» WORK TO DO
1/ From the court opinion, copy everything from "The court also" down to "motion to tax.".
2/ Translate this sentence from the court opinion into Spanish: "The court also acted erroneously to the extent it granted the motion to quash based on the premise the discovery cutoff had passed."

» PASSAGE SHOWN
┌──
There is no merit to Bedrosians claim that, because Kuist successfully demurred and had been dismissed from the litigation, he was "no longer a party to the case." Kuist correctly asserts that Bedrosian was "obviously still a `party" for purposes of the proceeding he initiated to recover his litigation costs. A "prevailing party" is entitled as a matter of right to recover allowable costs in any action or proceeding. (§ 1032, subd. (b); Nelson v. Anderson (1999) 72 Cal.App.4th 111 (Nelson ).) Under section 1032, subdivision (a)(4) a "prevailing party" for purposes of determining whether a cost award is mandatory includes a defendant, such as Bedrosian, in whose favor a dismissal is entered.

Bedrosian cannot have it both ways. Either he is a party to the action and entitled to invoke and participate in the processes designed to facilitate recovery of litigation expenses, or he is not. Taken to its logical conclusion, Bedrosians argument that he ceased to be a party once he was dismissed from the action would mean any defendant able to secure a dismissal would be barred from invoking the very procedure designed to facilitate its recovery of costs by virtue of that favorable judgment. Such a result would, at a minimum, eviscerate portions of section 1032, subdivisions (a) and (b). "In the construction of a statute . . ., the office of the Judge is. . . not to insert what has been omitted, or to omit what has been inserted . . . ." (§ 1858.) The fundamental task in construing a statute is to ascertain the intent of the legislators to effectuate the purpose of the statute. (Day v. City of Fontana (2001) 25 Cal.4th 268, 272.) When, as here, the language is clear and unambiguous, the plain meaning rule applies; we presume the Legislature meant what it said. (Ibid.) It was error to grant Bedrosians motion to quash the deposition notice on the ground he was not a party to the action.

b. The passage of the pre-trial discovery cut-off was not a valid basis for granting the motion to quash.

The court also acted erroneously to the extent it granted the motion to quash based on the premise the discovery cutoff had passed. The fact that the pretrial discovery cutoff has passed is irrelevant to the question of the permissibility of discovery relating to factual matters such as litigation costs and expenses which, by their nature, cannot be at issue until a dispute is over.

c. Kuist was entitled to conduct a deposition in connection with the motion to tax.

Section 2017.010 provides that "[u]nless otherwise limited by order of the court . . ., any party may obtain discovery regarding any matter . . . that is relevant to . . . the determination of any motion made in [a pending] action." Such discovery may include the "taking . . . [of] the oral deposition of . . . any party to the action." (§ 2025.010.) An "action" includes civil actions and special proceedings, including cost disputes. (See Oak Grove School Dist. v. City Title Ins. Co. (1963) 217 Cal.App.2d 678, 710 (Oak Grove) [motion to tax costs, which is "incidental to and a continuation of the original" underlying action is a special proceeding]; cf. Avelar v. Superior Court (1992) 7 Cal.App.4th 1270, 1276.)
└──
» Data records
┌──
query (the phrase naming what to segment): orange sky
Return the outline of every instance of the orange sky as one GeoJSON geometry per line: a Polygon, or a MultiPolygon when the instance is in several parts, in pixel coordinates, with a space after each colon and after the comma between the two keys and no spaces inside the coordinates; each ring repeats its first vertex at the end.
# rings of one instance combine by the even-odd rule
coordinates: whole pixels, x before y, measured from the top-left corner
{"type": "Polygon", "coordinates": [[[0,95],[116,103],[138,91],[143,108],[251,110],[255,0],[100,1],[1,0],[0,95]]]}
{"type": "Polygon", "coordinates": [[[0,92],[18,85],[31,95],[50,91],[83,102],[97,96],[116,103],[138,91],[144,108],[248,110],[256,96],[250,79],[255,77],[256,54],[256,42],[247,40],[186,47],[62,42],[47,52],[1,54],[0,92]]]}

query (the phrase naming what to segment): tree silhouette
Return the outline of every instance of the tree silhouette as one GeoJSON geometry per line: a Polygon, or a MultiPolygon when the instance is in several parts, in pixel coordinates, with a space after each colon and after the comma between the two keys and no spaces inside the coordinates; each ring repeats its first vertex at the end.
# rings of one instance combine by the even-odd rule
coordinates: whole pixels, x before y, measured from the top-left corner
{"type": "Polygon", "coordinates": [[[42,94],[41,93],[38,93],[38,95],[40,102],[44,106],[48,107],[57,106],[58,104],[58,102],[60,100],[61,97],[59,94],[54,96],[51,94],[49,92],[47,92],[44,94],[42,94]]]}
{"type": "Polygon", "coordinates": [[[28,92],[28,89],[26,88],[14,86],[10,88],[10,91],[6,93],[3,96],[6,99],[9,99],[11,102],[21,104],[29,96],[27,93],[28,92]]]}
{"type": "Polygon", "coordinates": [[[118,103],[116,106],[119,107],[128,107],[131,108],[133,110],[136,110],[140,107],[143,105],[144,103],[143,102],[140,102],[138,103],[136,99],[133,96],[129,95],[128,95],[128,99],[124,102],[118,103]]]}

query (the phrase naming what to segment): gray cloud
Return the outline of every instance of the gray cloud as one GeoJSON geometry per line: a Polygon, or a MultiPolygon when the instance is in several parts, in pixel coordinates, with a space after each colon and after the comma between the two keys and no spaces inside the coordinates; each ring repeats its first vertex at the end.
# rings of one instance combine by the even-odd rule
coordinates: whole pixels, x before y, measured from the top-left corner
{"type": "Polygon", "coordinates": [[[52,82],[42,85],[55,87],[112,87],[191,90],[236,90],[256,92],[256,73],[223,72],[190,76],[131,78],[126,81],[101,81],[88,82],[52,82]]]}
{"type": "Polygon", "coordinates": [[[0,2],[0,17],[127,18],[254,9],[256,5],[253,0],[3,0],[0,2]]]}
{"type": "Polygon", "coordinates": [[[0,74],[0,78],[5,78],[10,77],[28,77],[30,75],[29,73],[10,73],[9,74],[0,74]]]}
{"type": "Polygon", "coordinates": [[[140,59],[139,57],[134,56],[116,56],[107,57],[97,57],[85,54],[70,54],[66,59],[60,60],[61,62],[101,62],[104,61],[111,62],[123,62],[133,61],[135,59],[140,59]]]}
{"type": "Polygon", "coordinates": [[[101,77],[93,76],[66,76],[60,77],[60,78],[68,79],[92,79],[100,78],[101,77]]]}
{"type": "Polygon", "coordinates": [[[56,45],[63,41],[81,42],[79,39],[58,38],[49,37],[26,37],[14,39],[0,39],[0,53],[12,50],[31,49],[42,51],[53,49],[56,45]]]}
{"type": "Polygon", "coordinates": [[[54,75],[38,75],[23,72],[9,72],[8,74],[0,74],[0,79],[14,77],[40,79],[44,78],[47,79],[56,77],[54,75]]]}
└──
» EXERCISE RESPONSES
1/
The court also acted erroneously to the extent it granted the motion to quash based on the premise the discovery cutoff had passed. The fact that the pretrial discovery cutoff has passed is irrelevant to the question of the permissibility of discovery relating to factual matters such as litigation costs and expenses which, by their nature, cannot be at issue until a dispute is over.

c. Kuist was entitled to conduct a deposition in connection with the motion to tax.

2/ El tribunal también actuó erróneamente en la medida en que concedió la moción de anulación basándose en la premisa de que el plazo para el descubrimiento de pruebas había vencido.